[データセットの項目]
↓

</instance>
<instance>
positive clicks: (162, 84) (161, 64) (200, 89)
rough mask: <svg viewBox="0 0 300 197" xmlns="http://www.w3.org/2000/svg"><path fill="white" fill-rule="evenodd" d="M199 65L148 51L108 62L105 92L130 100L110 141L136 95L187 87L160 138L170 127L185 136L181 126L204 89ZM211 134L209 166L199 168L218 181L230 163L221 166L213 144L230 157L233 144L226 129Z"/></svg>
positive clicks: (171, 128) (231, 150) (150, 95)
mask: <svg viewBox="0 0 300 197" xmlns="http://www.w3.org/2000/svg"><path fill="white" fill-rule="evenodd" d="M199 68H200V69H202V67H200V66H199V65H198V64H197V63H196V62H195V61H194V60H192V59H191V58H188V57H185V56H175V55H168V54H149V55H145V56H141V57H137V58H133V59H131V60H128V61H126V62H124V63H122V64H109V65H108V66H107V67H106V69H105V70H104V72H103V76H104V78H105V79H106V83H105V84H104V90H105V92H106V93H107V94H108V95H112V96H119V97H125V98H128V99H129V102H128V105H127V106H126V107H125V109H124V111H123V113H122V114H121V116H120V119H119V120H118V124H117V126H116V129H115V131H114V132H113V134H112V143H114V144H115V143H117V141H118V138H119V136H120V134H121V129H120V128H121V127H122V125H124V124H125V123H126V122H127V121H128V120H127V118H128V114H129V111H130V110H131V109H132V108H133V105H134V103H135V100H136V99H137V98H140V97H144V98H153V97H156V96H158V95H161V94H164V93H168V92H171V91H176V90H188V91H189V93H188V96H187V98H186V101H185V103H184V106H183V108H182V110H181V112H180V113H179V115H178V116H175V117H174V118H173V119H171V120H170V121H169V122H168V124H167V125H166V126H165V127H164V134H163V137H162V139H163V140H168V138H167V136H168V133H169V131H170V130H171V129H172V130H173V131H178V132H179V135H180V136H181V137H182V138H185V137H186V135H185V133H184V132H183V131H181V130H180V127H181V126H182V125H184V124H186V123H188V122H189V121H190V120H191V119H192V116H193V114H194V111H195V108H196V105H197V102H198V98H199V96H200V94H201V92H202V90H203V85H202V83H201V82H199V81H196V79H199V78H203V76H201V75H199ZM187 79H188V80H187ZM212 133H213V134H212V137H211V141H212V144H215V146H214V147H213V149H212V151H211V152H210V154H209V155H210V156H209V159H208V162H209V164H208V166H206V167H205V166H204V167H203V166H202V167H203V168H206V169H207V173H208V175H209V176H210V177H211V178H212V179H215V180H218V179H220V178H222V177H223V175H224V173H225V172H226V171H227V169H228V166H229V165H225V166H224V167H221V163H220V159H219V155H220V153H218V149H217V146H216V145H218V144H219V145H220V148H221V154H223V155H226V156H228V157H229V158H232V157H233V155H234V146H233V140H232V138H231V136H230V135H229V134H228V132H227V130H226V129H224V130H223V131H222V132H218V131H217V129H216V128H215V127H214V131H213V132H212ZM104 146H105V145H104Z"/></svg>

↑

素材の冒頭から始まり「positive clicks: (171, 128)」を含む行で終わる範囲を、両端の行も含めてそのまま書き写しなさい。

• **記述解答**
</instance>
<instance>
positive clicks: (162, 84) (161, 64) (200, 89)
rough mask: <svg viewBox="0 0 300 197" xmlns="http://www.w3.org/2000/svg"><path fill="white" fill-rule="evenodd" d="M199 65L148 51L108 62L105 92L130 100L110 141L136 95L187 87L160 138L170 127L185 136L181 126L204 89ZM211 134L209 166L199 168L218 181L230 163L221 166L213 144L230 157L233 144L226 129Z"/></svg>
positive clicks: (171, 128) (231, 150) (150, 95)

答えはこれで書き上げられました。